▶ _Given problem 1_
Echo the part of the membrane preparation excerpt that opens with the words containing "The permeability and" and closes with "concentrate water lines.".

— BEGIN Excerpt to read —

Porous polyvinylidene fluoride support “PVDF” was prepared according to Gao et al. [29] by the phase inversion technique, using the casting solution containing 18 wt% PVDF, 79 wt% DMAc, and 3 wt% phosphoric acids. Dope solutions were kept at 70 °C with stirring for 15 h. The obtained homogeneous solution was left overnight without stirring to eliminate air bubbles. An automatic film applicator cast “PVDF” support at an application speed of 0.05 m s⁻¹ using a 250 µm knife set (Sheen 1133 N, Nottingham, UK). The casted membrane was immersed for 10 min in a deionized water bath at room temperature and then kept in another water bath to dry at room temperature for 24 h to be used for thin-film composite nanofiltration membrane (TFCNF) preparation Curcio et al. [30].

Porous PVDF-supported TFCNF membrane was formed by the in-house built system using a dip-coating procedure. For all coating solutions, the polymer content was 4% by weight in chloroform, while the range of the filler loading was 0.01 to 0.25% by weight concerning the polymer weight. PVDF membrane support was dried overnight at room temperature before cutting into (3 cm × 10 cm) coupons. TFCM was prepared by putting the PVDF supports in contact with the coating solutions for 10 min [31].

2.5. Experiments of TFCNF Membrane Antiscaling

The permeability and salt rejection of scaled inhibited behaviour of this membrane without and with scale inhibitors were measured by TFCNF membrane anti-scaling experiments. The jar-scale filtration setup was established to perform cross-flow membrane filtration experiments, as reported in Figure 5 [32].

Feed water was pumped from a 20 L tank with a high-pressure pump to the cross-flow membrane filtration cell (CF042, Sterlitech Corporation, Kent, WA, USA).

Figure 5 shows the recirculation of the concentrated water through the circulating water chiller back into the feed tank to control the feedwater temperature. Valves controlled the transmembrane pressure (TMP) in both feed water and concentrate water lines.

— END Excerpt to read —
— BEGIN Records for this exercise —

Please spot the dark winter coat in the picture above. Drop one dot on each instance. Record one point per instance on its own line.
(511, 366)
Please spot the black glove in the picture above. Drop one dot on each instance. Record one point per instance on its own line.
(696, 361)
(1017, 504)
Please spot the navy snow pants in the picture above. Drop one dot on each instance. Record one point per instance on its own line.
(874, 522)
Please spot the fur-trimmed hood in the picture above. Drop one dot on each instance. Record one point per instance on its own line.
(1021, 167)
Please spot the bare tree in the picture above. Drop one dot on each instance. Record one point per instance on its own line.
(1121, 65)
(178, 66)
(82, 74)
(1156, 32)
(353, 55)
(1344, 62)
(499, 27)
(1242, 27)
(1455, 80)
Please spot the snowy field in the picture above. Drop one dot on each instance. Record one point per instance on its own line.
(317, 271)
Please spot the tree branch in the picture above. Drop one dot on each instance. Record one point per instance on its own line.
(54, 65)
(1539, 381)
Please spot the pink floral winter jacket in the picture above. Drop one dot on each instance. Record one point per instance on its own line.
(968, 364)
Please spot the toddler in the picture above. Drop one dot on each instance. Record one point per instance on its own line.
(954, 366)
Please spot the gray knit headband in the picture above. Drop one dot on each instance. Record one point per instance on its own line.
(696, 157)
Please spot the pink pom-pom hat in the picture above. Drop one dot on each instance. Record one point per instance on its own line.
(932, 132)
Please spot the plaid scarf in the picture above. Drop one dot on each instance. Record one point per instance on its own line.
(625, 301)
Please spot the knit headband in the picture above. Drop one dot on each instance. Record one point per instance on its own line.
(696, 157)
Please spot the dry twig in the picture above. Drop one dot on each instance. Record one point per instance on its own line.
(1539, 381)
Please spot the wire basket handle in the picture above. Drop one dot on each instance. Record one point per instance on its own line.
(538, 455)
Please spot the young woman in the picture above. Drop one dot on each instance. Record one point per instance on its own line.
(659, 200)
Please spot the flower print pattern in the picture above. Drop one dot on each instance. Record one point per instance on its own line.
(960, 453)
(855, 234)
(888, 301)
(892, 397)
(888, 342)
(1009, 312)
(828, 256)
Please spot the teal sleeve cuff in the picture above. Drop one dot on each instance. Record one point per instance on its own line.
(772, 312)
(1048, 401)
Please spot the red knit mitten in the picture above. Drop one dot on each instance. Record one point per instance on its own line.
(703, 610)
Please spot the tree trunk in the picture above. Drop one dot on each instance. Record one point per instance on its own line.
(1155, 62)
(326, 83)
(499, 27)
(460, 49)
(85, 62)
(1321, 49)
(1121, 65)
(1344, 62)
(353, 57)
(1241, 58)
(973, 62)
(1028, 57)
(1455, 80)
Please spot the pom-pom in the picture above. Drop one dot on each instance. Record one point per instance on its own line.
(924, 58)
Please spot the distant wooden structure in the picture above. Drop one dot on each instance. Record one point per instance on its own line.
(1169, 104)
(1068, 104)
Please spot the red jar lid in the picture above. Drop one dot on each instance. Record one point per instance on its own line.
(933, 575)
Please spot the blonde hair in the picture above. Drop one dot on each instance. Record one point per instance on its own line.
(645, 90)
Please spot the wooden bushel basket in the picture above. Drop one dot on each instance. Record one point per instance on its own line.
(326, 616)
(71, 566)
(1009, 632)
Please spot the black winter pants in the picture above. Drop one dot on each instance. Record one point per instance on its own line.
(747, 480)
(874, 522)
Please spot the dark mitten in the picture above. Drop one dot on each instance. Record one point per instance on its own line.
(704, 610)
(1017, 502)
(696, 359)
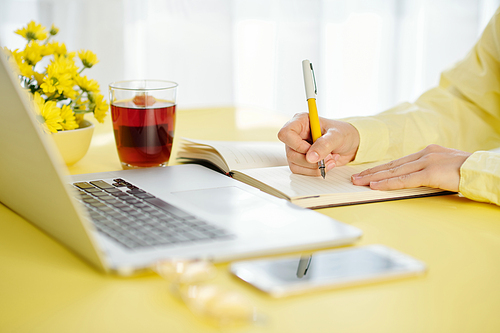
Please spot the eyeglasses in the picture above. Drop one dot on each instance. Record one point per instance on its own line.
(213, 303)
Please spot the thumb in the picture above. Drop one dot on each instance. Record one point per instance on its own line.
(318, 150)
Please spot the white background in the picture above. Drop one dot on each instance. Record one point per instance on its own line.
(368, 55)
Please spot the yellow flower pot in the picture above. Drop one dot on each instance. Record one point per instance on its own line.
(73, 144)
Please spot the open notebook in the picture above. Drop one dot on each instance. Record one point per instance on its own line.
(264, 166)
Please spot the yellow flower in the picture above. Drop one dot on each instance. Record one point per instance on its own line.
(66, 64)
(32, 32)
(59, 79)
(69, 120)
(88, 58)
(56, 81)
(101, 107)
(33, 53)
(53, 30)
(86, 84)
(48, 113)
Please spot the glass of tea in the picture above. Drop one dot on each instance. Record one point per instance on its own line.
(143, 113)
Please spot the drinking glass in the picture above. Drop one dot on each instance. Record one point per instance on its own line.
(143, 113)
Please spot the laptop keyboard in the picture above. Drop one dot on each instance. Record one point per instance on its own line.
(138, 219)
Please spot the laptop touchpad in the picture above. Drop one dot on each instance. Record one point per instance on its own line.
(226, 200)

— END Records for this exercise —

▶ _Given problem 2_
Rewrite the records from the line containing "Please spot the laptop keyboard" through the end of the records, requests included. Scale every point coordinate by 2.3 and round to the nearest whole number, with halves rounded up.

▶ _Task answer 1_
The permeability and salt rejection of scaled inhibited behaviour of this membrane without and with scale inhibitors were measured by TFCNF membrane anti-scaling experiments. The jar-scale filtration setup was established to perform cross-flow membrane filtration experiments, as reported in Figure 5 [32].

Feed water was pumped from a 20 L tank with a high-pressure pump to the cross-flow membrane filtration cell (CF042, Sterlitech Corporation, Kent, WA, USA).

Figure 5 shows the recirculation of the concentrated water through the circulating water chiller back into the feed tank to control the feedwater temperature. Valves controlled the transmembrane pressure (TMP) in both feed water and concentrate water lines.

▶ _Task answer 2_
Please spot the laptop keyboard in the picture above. Drop one dot on each instance. Record one point per instance on its own line.
(317, 504)
Please spot the laptop touchpad in the picture above. Drop one dot on each instance. Record one point per instance on its own line.
(520, 460)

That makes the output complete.